# TASK DESCRIPTION:
In the data that follows, every line containing the word "green" should be returned.

# DATA SECTION:
┌────────
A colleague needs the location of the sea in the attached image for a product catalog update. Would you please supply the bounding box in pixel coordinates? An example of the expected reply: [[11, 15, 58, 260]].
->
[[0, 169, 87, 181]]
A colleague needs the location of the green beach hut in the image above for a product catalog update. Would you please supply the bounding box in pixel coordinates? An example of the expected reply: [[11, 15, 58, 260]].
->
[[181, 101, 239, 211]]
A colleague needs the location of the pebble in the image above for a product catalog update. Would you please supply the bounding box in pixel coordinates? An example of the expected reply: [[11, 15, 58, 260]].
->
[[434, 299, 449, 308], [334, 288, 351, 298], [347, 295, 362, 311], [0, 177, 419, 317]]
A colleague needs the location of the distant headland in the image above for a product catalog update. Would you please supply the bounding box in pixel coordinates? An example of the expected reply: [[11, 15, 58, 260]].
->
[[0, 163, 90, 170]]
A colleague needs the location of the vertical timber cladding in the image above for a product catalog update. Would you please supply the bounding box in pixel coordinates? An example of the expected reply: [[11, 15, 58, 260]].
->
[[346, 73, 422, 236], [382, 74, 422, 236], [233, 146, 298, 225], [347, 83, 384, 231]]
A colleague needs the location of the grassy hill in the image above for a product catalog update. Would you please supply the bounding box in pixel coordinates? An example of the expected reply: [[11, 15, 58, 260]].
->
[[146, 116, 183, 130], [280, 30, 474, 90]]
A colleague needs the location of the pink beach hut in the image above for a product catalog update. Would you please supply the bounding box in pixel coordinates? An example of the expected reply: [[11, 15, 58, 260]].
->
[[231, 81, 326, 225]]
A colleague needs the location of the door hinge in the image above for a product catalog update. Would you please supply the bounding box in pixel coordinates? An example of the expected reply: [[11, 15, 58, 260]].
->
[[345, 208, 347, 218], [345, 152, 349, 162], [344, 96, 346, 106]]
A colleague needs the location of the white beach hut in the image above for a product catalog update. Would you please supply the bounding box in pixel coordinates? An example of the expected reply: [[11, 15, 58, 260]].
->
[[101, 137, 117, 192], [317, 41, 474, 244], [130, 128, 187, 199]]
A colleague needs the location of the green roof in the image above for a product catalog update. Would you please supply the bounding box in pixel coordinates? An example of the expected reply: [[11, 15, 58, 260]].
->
└────────
# EXPECTED ANSWER:
A colleague needs the location of the green beach hut in the image above for a product catalog update. Would you please supply the bounding box in pixel coordinates? An example of the expected reply: [[11, 15, 58, 260]].
A colleague needs the location of the green roof in the image above for a product catalog update. Would you please supply the bounding box in pixel coordinates? An example of the expected reply: [[11, 15, 58, 260]].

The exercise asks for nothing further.